# EXERCISE PROMPT
Format every line of the records below as a JSON list of strings, one string per line, omitting blank lines and leaving out the pictures.

Start of DATA FOR THE TASK

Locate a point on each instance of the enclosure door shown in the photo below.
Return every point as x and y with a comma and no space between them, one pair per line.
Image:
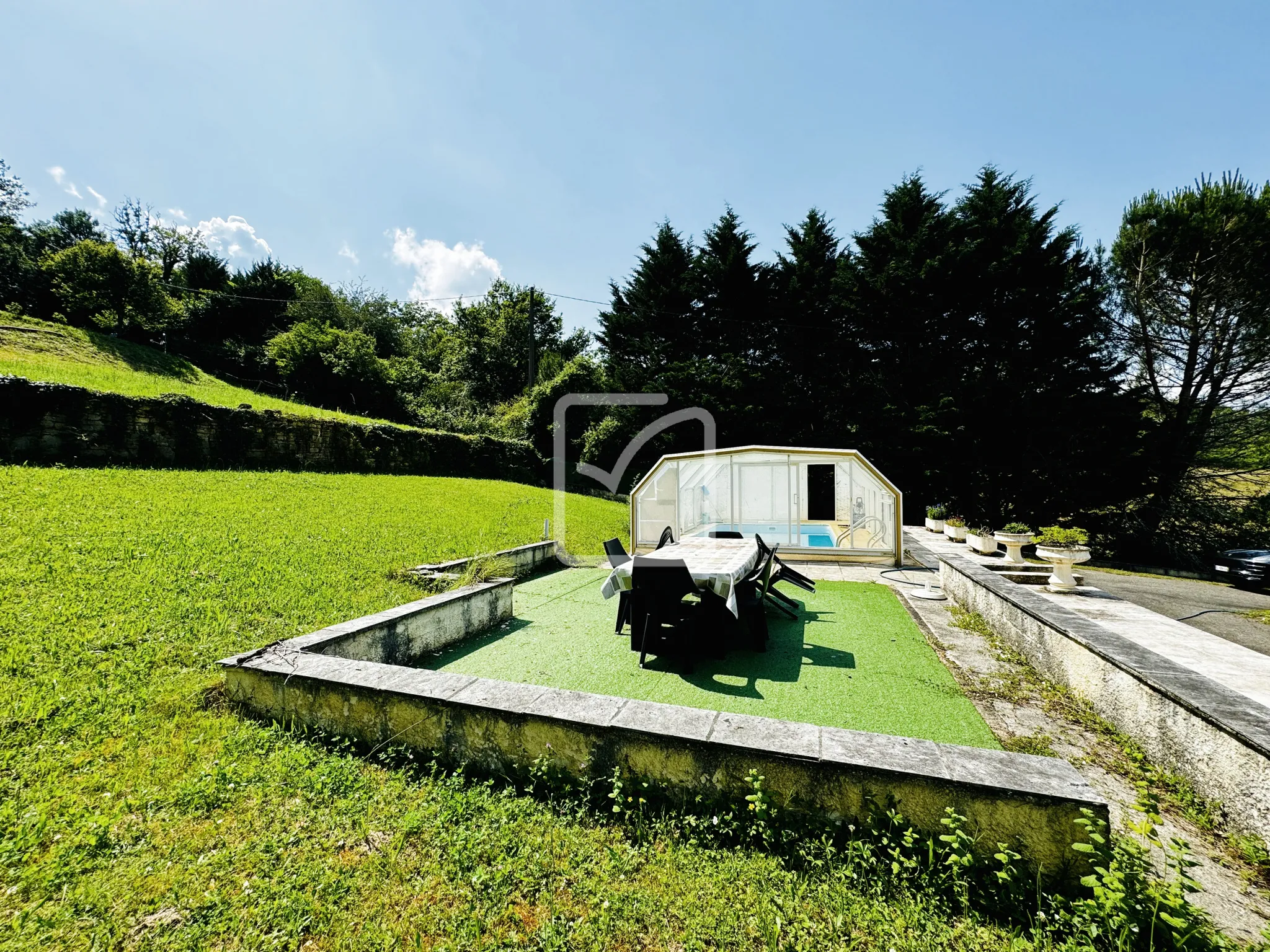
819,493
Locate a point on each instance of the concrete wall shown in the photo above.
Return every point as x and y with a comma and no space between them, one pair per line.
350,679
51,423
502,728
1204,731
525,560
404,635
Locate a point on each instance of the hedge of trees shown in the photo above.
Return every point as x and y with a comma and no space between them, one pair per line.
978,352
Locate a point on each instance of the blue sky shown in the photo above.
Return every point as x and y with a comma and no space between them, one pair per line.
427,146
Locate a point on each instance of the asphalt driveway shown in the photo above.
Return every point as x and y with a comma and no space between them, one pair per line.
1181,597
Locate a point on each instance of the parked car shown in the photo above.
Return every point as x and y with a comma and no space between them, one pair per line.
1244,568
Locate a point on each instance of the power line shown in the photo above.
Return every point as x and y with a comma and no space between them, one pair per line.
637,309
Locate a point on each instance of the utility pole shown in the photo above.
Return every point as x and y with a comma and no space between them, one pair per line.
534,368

End of DATA FOR THE TASK

# RESULT
[
  "Locate a point on each instance of the enclosure door shown in the photo below.",
  "Return every point as x and y with a comma and no space between them, one pair per line.",
  "Image:",
  "819,493",
  "Locate a point on each instance of the concrete wall shown in the photo above.",
  "Return every point as x and y with a comma and no space between them, one pair per line.",
  "350,679",
  "51,423",
  "502,728",
  "1204,731",
  "525,560",
  "404,635",
  "Locate a point on each instance of the hedge of trees shown in the photo above.",
  "Return every point as x and y with a comma and no space between them, one pair per line.",
  "978,352",
  "Locate a point on each instance of the blue sky shown in the photo above.",
  "Return every point as x and y with a comma and no space between them, one pair per line.",
  "427,146",
  "Locate a point on each instance of the asphalt driveway shown in the photo above.",
  "Return every point as x and y with a comma and no space between them, one pair per line.",
  "1181,597",
  "Locate a point on each instance of the parked car shown in the photo above.",
  "Return every point as x and y with a comma and no space between them, one pair per line.",
  "1244,568",
  "Locate a point on each instance of the power line shown in the photo above.",
  "Return every point as x and y with a comma and no space between them, one pair per line.",
  "637,309",
  "Locate a point on each instance of the utility pole shown in the photo above.",
  "Return every point as x and y with a comma and no space between them, one pair per line.",
  "534,368"
]